WHAT TO DO - An exact copy of every entry is what's needed, so please transcribe them all.

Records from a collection
--------------------------------------------------

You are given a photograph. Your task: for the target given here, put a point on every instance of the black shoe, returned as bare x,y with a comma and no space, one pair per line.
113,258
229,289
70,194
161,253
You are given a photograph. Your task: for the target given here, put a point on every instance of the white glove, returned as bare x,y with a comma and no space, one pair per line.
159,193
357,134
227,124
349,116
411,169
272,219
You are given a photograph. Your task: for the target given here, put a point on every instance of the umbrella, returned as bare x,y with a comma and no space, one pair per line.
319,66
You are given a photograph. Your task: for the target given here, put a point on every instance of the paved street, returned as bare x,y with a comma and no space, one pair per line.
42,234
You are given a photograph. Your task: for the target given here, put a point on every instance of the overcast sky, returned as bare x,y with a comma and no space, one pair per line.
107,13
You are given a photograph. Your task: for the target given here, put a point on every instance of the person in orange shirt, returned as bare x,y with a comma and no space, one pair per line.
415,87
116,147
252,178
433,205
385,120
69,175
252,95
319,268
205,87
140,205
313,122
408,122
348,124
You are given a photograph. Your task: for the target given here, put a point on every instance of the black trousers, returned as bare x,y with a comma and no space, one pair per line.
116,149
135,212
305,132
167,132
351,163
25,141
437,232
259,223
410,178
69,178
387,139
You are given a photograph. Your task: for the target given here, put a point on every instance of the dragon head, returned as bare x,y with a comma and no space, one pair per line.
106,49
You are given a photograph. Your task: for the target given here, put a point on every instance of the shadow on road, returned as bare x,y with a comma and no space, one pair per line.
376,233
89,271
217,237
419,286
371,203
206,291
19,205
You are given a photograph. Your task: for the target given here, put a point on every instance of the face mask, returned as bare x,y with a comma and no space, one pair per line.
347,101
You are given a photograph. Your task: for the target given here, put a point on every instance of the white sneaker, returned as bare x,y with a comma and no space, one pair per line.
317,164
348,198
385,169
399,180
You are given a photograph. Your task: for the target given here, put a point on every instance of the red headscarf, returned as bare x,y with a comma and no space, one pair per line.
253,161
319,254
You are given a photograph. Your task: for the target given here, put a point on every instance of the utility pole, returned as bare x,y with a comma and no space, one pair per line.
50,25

--------------------------------------------------

ANSWER SPACE -
You are given a photograph. Your task: for the target given here, put a point on every instance of the black shoe, returned as bare x,y with a comma and no space, one pair per line.
113,258
229,289
70,194
161,253
You are given a photograph. Your task: for the target given here, put a point on every instance of the white glove, returned as bare x,y with a comma and no space, one pair per line.
159,193
357,134
227,124
349,116
411,169
272,219
You are given a photograph. Your task: for the target given here, put a point on every instance of the umbrella, returned as bare x,y with a comma and no space, one pair per line.
319,66
You are given a photograph. Your task: for the target given here, put a point on every instance of the paved street, returned as bare x,y with a comma and no space, one pair per line.
42,234
You are given a photograph. Your task: for the target given here, put a point on every instance of the overcast sky, returned as bare x,y with a comma and no space, one pair per line.
107,13
You are given a photograph. Your task: for the target given here, put a point on every instance of the person in orange shirt, returned as bare x,y with a comma and no space, one pair per line.
415,87
116,147
252,178
433,205
385,120
69,175
252,95
319,268
205,87
140,205
313,122
408,122
348,124
You are given a photograph. Your task: for the target given here, put a point on every instance of the black trousers, returned as bare x,y with a comma and no space, one pair per line.
116,149
135,212
305,132
167,132
351,163
25,141
437,232
259,223
410,178
69,178
387,139
You are given a photograph. Your task: for the target given here, put a point on every instance of the dragon head, returned as bare x,y with a comma and no space, one pair per line.
106,49
You are given a photograph. Your task: for the target given here, put a point on every instance of the shadow on road, returned as bare x,y with a comma and no space, one pair per line.
376,233
89,271
217,237
419,286
371,203
206,291
19,205
You are given a photograph. Your task: for the target given here, put a point on every instance of the face mask, returned as bare x,y with a comma and no space, one pair per line.
347,101
You are given a photograph. Your task: for the target given here, put a point on every instance of the white sneaker, returned as bare x,y with a comma and no space, one pair per line.
317,164
348,198
385,169
399,180
You are given a photograph. Your task: for the target given here, put a point on every instance of the red headscarf, returned as bare x,y with a comma and no space, one pair per line.
253,161
319,254
You are given a photograph. Your task: for the target given here, put a point on every instance of the utility pole, returned as bare x,y with a comma and no space, one pair per line.
50,25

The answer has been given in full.